(Text):
This weekend I prep for a colonoscopy on Monday morning. At 53, I’ve evaded this procedure through the genius of pharmacological progress, meaning I did that Cologuard thing, where you send a poop sample through the mail (or UPS?) and they say, “yeah, pretty good.”
That was good enough at 50, but not good enough at 53. And who am I kidding, really? My father, the esteemed Ed Ditmarston, developed Stage 2+ colon cancer at age 64 because he refused to get a colonoscopy. I was actually with my father, in a raft on the Colorado River with a bunch of Mormons, including a physician, who advised him to get a colonoscopy. This raft trip was in the late 1990s, so my dad was in his late 50s or early 60s.
Dad laughed and waved the Mormon doc off. Then five or six years ago, bammo, cancer.
My father hated doctors and claimed that he had been oppressed by an overmedicalized childhood, that my grandmother constantly talked doctors. I wasn’t clear whether she took my dad to doctors all the time, but he would not see a doctor until whatever it was quite serious.
This attitude extended itself to my brother and to me. I was rarely sick but my brother did suffer. As adults, we both see doctors, and I work in pharmaceutical advertising. I take my kids to doctors. I have been telling myself that I am not like my dad at all in this respect, but in the last few months, I see that I am a lot like him.
Why are you telling us this?
Because today I centered my walkabout around picking up my colonoscopy prep kit. But let me back up, to yesterday, when a very nice thing happened.
My neighborhood boyfriend revealed that he understands our imaginary relationship
I have had a neighborhood boyfriend now for about 10 years. He owns the independent pharmacy in my hood (right on Ditmarston Boulevard), and I get a huge kick out of him. At first, he didn’t really give me the time of day, even though I was immediately loyal to him for no reason I could consciously identify.
But you could go right in and talk to him or the beautiful Cypriot girls who worked there. They also had excellent toys, which my kids loved when they were little. They had an official activity with their most ineffective nanny (who only lasted a month) where they would stand in front of the pharmacy and stare at the toys through the window every day for about ten minutes.
Then a very dark day came, the day we found lice in Daisy’s hair. We went to the pharmacy for combs and hair poison, and there, the pharmacist—let’s call him Stanley—examined me and found lice in my hair.
That was the day he became my neighborhood boyfriend
What else was I going to do. The man found bugs in my hair. I could either never go back to the pharmacy or just accept him into my heart. Clearly I was not giving up this magical pharmacy.
So after that we started chatting pharma more often and he began giving me some neighborhood gossip. I was just getting into local politics then, so I tried to work him but he wasn’t that receptive, although he loved to chat. I am a chatter, so we chatted.
Then the pandemic came and things moved along. As they say, our relationship, well, I wouldn’t say it deepened. Our relationship funned up.
Have I mentioned I am a vaccine criminal?
I originally got the Johnson & Johnson COVID-19 vaccine. Calvin made my appointment and that was what was available. I tried to be a good vaccine citizen and just take the first vaccine offered, but everyone else was getting Pfizer and Moderna and I felt I had inferior protection. I really felt it and made my family aware of these feelings. Finally Calvin just said, “Figure out how to get the other one if it bothers you so much!”
So I made another appointment for the 2-dose vaccine, and went in with my birth certificate that showed my maiden name, and my Writer’s Guild card, which also has my maiden name, and I got the 2-dose vaccine.

(Supplied data):
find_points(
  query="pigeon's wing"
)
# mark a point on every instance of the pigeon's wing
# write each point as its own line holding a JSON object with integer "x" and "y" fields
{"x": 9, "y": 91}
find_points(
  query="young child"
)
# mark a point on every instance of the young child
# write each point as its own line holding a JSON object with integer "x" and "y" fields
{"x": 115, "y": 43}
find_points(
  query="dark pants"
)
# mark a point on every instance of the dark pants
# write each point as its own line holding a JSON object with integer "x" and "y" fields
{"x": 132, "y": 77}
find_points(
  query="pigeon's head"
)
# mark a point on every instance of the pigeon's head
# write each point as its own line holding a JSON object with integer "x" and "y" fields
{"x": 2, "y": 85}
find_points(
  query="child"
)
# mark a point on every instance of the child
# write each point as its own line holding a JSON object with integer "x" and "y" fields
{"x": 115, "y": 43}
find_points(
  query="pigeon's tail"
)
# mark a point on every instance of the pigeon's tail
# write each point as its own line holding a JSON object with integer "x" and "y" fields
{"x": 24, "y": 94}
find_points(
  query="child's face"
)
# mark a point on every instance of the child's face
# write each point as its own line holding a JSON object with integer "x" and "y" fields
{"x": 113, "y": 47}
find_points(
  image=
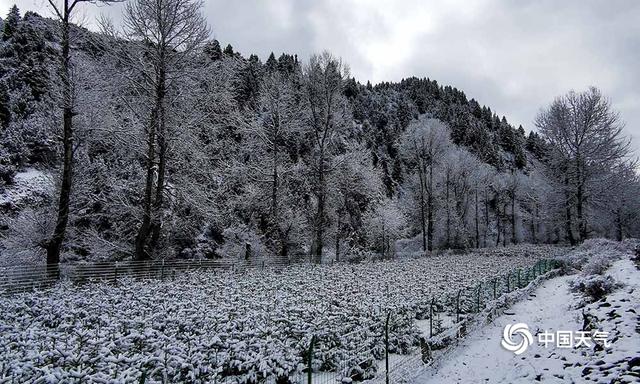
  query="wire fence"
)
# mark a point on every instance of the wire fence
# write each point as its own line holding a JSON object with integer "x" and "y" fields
{"x": 24, "y": 278}
{"x": 387, "y": 351}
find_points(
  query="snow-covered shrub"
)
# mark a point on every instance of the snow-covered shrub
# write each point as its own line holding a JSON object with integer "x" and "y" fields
{"x": 242, "y": 242}
{"x": 594, "y": 287}
{"x": 220, "y": 326}
{"x": 594, "y": 256}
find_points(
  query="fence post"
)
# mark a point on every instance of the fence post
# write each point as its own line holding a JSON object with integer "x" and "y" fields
{"x": 309, "y": 359}
{"x": 386, "y": 347}
{"x": 458, "y": 306}
{"x": 431, "y": 318}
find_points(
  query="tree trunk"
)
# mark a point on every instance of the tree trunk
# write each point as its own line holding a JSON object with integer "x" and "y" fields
{"x": 430, "y": 215}
{"x": 319, "y": 235}
{"x": 486, "y": 217}
{"x": 514, "y": 239}
{"x": 156, "y": 216}
{"x": 423, "y": 222}
{"x": 448, "y": 211}
{"x": 477, "y": 221}
{"x": 568, "y": 222}
{"x": 54, "y": 244}
{"x": 156, "y": 127}
{"x": 339, "y": 213}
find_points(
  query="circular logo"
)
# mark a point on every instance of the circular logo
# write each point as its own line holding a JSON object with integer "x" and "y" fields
{"x": 519, "y": 332}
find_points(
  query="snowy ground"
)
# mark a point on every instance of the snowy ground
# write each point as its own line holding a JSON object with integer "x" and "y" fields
{"x": 237, "y": 327}
{"x": 29, "y": 187}
{"x": 480, "y": 357}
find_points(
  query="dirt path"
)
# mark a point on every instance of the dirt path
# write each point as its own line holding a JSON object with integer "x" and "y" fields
{"x": 481, "y": 358}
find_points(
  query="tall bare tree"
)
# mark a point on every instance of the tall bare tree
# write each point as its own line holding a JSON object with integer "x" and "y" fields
{"x": 324, "y": 76}
{"x": 586, "y": 134}
{"x": 64, "y": 11}
{"x": 424, "y": 144}
{"x": 169, "y": 34}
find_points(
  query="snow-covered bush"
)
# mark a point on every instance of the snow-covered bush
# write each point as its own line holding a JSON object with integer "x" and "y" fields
{"x": 236, "y": 328}
{"x": 242, "y": 242}
{"x": 594, "y": 287}
{"x": 594, "y": 256}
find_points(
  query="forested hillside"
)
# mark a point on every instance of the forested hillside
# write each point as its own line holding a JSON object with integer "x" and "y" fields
{"x": 169, "y": 145}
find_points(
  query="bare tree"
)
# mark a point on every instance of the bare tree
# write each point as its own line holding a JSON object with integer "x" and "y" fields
{"x": 168, "y": 33}
{"x": 64, "y": 13}
{"x": 324, "y": 76}
{"x": 587, "y": 135}
{"x": 424, "y": 145}
{"x": 279, "y": 120}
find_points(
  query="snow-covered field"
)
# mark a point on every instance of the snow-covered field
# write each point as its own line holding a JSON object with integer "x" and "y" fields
{"x": 554, "y": 307}
{"x": 240, "y": 328}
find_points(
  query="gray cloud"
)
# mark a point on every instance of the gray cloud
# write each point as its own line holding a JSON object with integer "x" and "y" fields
{"x": 514, "y": 56}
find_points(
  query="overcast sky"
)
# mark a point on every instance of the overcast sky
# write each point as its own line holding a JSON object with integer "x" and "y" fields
{"x": 514, "y": 56}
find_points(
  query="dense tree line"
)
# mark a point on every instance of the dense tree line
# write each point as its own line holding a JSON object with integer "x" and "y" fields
{"x": 180, "y": 148}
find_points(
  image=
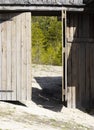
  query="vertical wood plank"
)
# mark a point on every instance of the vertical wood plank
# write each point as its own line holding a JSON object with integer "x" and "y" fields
{"x": 14, "y": 57}
{"x": 0, "y": 63}
{"x": 74, "y": 75}
{"x": 24, "y": 57}
{"x": 87, "y": 75}
{"x": 4, "y": 59}
{"x": 69, "y": 66}
{"x": 28, "y": 41}
{"x": 62, "y": 56}
{"x": 9, "y": 94}
{"x": 18, "y": 39}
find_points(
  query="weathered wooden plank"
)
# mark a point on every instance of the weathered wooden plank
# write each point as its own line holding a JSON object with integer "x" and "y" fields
{"x": 8, "y": 41}
{"x": 24, "y": 57}
{"x": 14, "y": 58}
{"x": 63, "y": 57}
{"x": 18, "y": 42}
{"x": 28, "y": 41}
{"x": 39, "y": 2}
{"x": 74, "y": 75}
{"x": 66, "y": 49}
{"x": 0, "y": 62}
{"x": 87, "y": 89}
{"x": 4, "y": 58}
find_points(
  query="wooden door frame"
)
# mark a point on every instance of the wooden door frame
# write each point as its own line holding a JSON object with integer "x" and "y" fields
{"x": 64, "y": 57}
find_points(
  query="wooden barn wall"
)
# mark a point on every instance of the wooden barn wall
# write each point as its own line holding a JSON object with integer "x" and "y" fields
{"x": 80, "y": 60}
{"x": 15, "y": 56}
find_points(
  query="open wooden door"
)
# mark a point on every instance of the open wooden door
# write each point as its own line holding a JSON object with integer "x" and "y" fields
{"x": 64, "y": 57}
{"x": 15, "y": 56}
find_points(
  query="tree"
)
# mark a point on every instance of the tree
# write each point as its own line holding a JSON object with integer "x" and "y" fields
{"x": 47, "y": 42}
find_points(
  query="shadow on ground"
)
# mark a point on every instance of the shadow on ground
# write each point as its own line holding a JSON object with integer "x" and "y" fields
{"x": 50, "y": 94}
{"x": 15, "y": 103}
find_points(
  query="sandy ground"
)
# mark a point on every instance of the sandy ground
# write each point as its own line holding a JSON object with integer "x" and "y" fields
{"x": 45, "y": 111}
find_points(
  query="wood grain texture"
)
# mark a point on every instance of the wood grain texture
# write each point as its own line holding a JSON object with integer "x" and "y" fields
{"x": 41, "y": 2}
{"x": 15, "y": 56}
{"x": 80, "y": 60}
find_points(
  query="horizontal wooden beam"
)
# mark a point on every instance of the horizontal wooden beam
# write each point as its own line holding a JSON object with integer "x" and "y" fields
{"x": 40, "y": 8}
{"x": 80, "y": 40}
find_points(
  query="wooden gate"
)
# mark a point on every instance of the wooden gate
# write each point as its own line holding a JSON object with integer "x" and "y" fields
{"x": 80, "y": 60}
{"x": 15, "y": 56}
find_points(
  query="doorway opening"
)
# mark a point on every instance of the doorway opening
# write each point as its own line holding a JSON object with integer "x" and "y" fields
{"x": 47, "y": 62}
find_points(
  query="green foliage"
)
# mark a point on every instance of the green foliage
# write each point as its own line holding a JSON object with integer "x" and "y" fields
{"x": 46, "y": 41}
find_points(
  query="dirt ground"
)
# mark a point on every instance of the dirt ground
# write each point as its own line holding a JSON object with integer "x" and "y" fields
{"x": 45, "y": 111}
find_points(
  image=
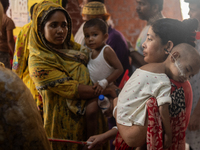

(What to work on):
• 1. In the colonoscopy essay, which COVID-19 vaccine did the writer get first?
• 2. Quote the colonoscopy essay word for word, everything from "Then the pandemic" down to "the 2-dose vaccine.".
The records have nothing to do with the essay.

(Task-by-task answers):
• 1. The Johnson & Johnson vaccine.

• 2.
Then the pandemic came and things moved along. As they say, our relationship, well, I wouldn’t say it deepened. Our relationship funned up.
Have I mentioned I am a vaccine criminal?
I originally got the Johnson & Johnson COVID-19 vaccine. Calvin made my appointment and that was what was available. I tried to be a good vaccine citizen and just take the first vaccine offered, but everyone else was getting Pfizer and Moderna and I felt I had inferior protection. I really felt it and made my family aware of these feelings. Finally Calvin just said, “Figure out how to get the other one if it bothers you so much!”
So I made another appointment for the 2-dose vaccine, and went in with my birth certificate that showed my maiden name, and my Writer’s Guild card, which also has my maiden name, and I got the 2-dose vaccine.